# What would you buy?



## FD Prez (Oct 14, 2008)

Here's a question for all of us GTO Lovers. If you HAD to get rid of your GTO
what would you trade it in for and why?


----------



## exwrx (Apr 5, 2007)

1. RX-8 
I love rotary engines, and the RX-8 is almost on par with a Miata in regards to handling, but with a little more spunk and style. They're a phenomenal paltform for track vehicles, and were a top competitor in the Koni Race Series.(i'm actually thinking of trading for one as we speak)

2. 04-05 Cobra
285 rubber on all for corners, blown 4.6, parts are cheaper than candy from the 99cent store....need I say more

3. C5 Vette
Power, handling, V8... what's not to love other than one of the world's worst interior, squeaks, and they're a royal pain in the a$$ to work on. Parts are fairly inexpensive, and "most" of the maintanence is simple.

4. RX-7 Turbo(FD Body 93-97)
The japanese GTO (i know the 3000gt is a "GTO" in Japan, this is a reference, not a quote) . 2 doors, lots of power, underappreciated at it's time, and you rarely see them.

5. Viper 99-2002
Yeah.... it's a Viper. V10, 2 seats, 345's in the rear...... any other questions?


----------



## Route 66 (May 30, 2005)

'09 Challenger/6.1/all the bells n whistles. No explanation needed. :cheers


----------



## kdkiernan (Aug 16, 2008)

*Vette*

definitely the vette
however, before getting the gto i considered an RX8 but decided it wasnt enough power


----------



## exwrx (Apr 5, 2007)

kdkiernan said:


> definitely the vette
> however, before getting the gto i considered an RX8 but decided it wasnt enough power


Before saying that... come to a track event. When that RX-8 leaves you behind lap after lap, after lap, after lap, after lap... you get the point... you won't think it doesn't have enough power. It's a perfectly balanced car. 

Like you, I was actually looking for an RX-8 the day I bought my GTO. I had already left 1 Mazda dealer... over $9 a month. Just by chance did I stumble across a lot of new ones, as they were no longer at dealerships. 

On a side note, every RX-8 owner has told me that they wanted a GTO. lol.


----------



## UdnUdnGTO (Jan 30, 2006)

Wow, that is a hard question. For the money, I can not think of a car that brings that much fun per horsepower! I have had the rail cars, 350Z, MR2, and I have driven a RX-8. Having grandkids, the back seat is wonderful, so two seaters just aren't an option. Dollar wise, the GTO is reasonable go fast. To get the same power, well, there aren't options. I guess I would have to look for a lower mileage GTO, maybe an 06. My 05 has over 80,000 miles and I have enjoyed every minute!!!
◇ ◇ ◇ ◇ ◇ ◇ ◇
* [Goals]:
1. In the GTO thread, retype the part that opens with the words containing "2. 04-05 Cobra" and closes with "maintanence is simple.".
2. Rewrite the paragraph of the GTO thread that begins "Wow, that is a hard question" as a short list of its main points.

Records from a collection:
◇ ◇ ◇ ◇ ◇ ◇ ◇
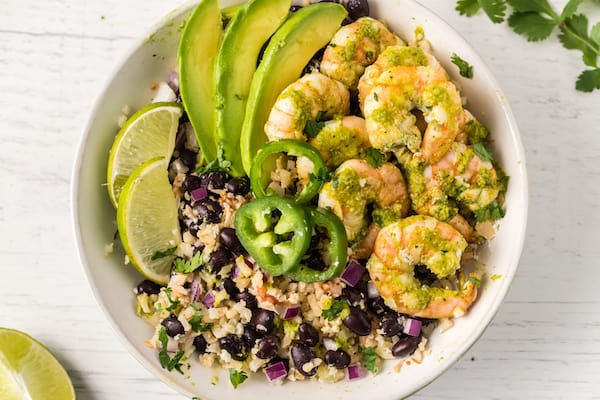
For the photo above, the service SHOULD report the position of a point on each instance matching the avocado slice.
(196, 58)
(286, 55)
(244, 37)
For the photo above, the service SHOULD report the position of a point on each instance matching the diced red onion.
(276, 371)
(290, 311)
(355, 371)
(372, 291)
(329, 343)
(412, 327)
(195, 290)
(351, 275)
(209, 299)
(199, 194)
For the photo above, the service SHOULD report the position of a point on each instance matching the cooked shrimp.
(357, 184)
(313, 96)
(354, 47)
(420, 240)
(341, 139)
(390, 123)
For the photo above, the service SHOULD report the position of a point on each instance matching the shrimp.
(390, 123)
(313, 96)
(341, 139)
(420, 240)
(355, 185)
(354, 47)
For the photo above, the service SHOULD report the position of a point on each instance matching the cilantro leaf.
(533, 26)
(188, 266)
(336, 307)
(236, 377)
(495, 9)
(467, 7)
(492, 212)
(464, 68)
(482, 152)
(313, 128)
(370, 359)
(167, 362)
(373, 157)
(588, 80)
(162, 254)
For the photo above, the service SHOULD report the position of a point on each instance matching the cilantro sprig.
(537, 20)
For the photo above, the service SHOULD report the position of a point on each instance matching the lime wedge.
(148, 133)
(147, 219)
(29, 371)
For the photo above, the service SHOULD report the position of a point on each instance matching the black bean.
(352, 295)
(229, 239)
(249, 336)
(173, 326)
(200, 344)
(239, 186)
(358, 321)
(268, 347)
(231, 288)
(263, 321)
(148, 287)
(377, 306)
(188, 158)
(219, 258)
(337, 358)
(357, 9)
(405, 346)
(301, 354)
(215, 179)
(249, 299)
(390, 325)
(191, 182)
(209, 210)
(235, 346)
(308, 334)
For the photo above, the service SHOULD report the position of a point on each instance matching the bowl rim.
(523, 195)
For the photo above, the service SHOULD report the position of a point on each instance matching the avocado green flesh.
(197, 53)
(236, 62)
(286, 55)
◇ ◇ ◇ ◇ ◇ ◇ ◇
* [Per-task outputs]:
1.
2. 04-05 Cobra
285 rubber on all for corners, blown 4.6, parts are cheaper than candy from the 99cent store....need I say more

3. C5 Vette
Power, handling, V8... what's not to love other than one of the world's worst interior, squeaks, and they're a royal pain in the a$$ to work on. Parts are fairly inexpensive, and "most" of the maintanence is simple.

2.
- It is hard to choose a replacement, since no car gives as much fun per horsepower for the money.
- The writer has owned rail cars, a 350Z and an MR2, and has driven an RX-8.
- With grandkids, the back seat matters, so two-seaters are ruled out.
- The GTO is a reasonably priced fast car, and there are no other options with the same power.
- The writer would probably look for a lower-mileage GTO, maybe an '06. Their '05 has over 80,000 miles, and they have enjoyed every minute.